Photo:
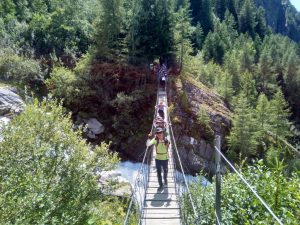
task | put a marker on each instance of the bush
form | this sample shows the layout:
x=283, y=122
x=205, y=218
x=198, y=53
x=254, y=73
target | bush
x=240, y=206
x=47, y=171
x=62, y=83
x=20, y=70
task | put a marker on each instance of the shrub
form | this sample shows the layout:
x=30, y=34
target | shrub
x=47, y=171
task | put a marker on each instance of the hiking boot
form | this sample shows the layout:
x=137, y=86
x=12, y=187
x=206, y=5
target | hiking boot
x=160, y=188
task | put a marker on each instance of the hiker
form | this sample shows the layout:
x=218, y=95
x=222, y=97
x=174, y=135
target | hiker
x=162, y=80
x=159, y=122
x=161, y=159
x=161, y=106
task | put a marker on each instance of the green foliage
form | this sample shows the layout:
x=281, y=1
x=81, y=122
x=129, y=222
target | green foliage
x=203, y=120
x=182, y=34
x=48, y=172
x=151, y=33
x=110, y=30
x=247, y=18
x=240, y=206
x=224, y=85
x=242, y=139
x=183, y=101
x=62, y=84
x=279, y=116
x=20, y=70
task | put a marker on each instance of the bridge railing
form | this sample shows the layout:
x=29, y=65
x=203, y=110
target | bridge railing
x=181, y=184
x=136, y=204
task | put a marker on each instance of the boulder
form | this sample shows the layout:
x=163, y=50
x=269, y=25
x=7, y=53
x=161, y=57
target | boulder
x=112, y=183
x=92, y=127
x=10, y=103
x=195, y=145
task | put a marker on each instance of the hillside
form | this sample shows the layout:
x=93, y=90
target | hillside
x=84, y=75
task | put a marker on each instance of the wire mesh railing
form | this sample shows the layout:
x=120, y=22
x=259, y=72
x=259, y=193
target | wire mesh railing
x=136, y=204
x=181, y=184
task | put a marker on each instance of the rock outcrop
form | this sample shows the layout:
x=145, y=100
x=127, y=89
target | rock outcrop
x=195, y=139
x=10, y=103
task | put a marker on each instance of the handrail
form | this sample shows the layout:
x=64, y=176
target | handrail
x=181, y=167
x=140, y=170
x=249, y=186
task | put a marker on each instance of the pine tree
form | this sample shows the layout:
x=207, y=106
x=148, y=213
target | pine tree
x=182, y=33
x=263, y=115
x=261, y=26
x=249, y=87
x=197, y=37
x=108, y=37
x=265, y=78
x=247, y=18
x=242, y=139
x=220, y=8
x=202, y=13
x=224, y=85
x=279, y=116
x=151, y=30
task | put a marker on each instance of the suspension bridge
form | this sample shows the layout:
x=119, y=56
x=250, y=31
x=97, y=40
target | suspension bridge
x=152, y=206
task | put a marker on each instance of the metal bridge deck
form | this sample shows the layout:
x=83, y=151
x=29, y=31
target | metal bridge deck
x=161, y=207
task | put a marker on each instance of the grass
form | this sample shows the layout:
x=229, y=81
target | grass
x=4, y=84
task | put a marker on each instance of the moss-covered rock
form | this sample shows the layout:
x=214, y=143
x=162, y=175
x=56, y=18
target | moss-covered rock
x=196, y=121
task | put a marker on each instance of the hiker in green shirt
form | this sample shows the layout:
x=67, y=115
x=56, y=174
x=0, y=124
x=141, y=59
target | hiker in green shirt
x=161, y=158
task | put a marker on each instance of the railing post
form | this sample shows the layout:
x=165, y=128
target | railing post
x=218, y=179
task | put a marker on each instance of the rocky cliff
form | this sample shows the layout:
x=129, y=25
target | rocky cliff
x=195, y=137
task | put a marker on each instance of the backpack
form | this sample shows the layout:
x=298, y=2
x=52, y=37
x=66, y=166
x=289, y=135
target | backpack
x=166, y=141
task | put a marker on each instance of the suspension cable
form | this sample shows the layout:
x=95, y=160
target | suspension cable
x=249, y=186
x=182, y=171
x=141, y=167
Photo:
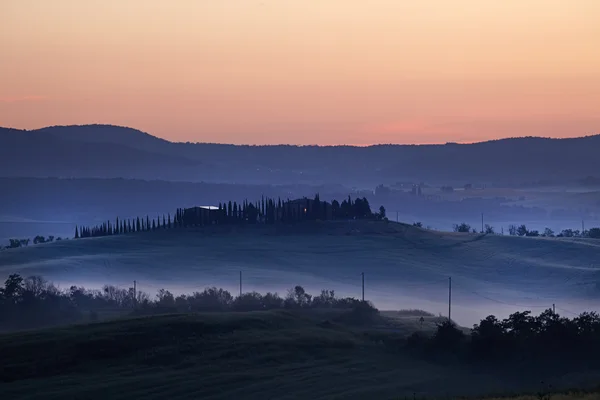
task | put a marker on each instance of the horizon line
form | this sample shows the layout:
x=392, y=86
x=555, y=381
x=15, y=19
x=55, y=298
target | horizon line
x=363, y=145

**Problem statement:**
Restate word for word the lines running from the first line of the material to the line containing "x=12, y=187", inclusive, and drop every picture.

**Response:**
Photo:
task | put a marker on each instance of the bush
form | this sample shows the layout:
x=283, y=122
x=205, y=218
x=198, y=53
x=254, y=73
target | bush
x=240, y=206
x=47, y=171
x=62, y=83
x=20, y=70
task | put a marker on each instance of the shrub
form | this sample shows the layout:
x=30, y=34
target | shrub
x=47, y=171
task | put a marker on each instance of the hiking boot
form | this sample shows the layout:
x=137, y=86
x=12, y=187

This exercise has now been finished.